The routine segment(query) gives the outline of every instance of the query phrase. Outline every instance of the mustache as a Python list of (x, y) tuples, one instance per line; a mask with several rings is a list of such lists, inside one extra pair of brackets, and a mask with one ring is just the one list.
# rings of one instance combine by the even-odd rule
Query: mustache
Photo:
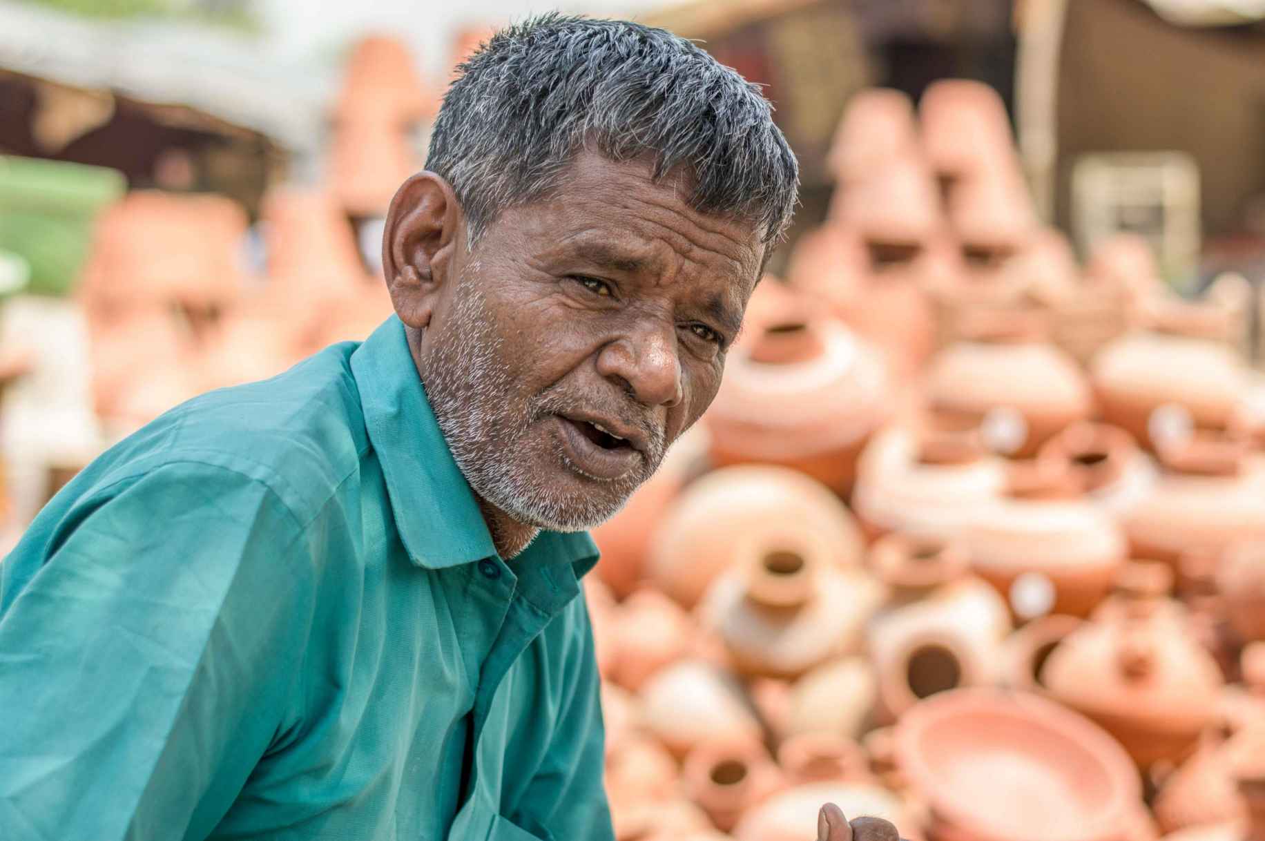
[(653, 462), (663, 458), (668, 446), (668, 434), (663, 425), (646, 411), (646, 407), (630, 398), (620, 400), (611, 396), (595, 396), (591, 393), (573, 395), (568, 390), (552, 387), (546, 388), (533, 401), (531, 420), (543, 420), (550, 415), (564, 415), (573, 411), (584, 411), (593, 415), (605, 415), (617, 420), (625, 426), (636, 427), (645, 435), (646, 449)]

Objective
Please quote the records above line for line, leaving the pictures out.

Answer in full
The routine segment(query) gives the outline of every instance of the query phrase. Outline every instance of the mustache as a Python list of (x, y) tuples, one instance per line; a mask with several rings is a list of such lists, inside one extra pair of brackets, and a mask with one ring is just the one list.
# rings of one instance combine by the even-odd rule
Query: mustache
Photo:
[(653, 462), (663, 458), (668, 446), (668, 434), (663, 425), (646, 411), (646, 407), (630, 398), (620, 400), (611, 396), (595, 396), (591, 393), (573, 395), (568, 390), (552, 387), (546, 388), (533, 401), (531, 420), (543, 420), (550, 415), (564, 415), (573, 411), (584, 411), (593, 415), (605, 415), (617, 420), (625, 426), (636, 427), (645, 435), (646, 449)]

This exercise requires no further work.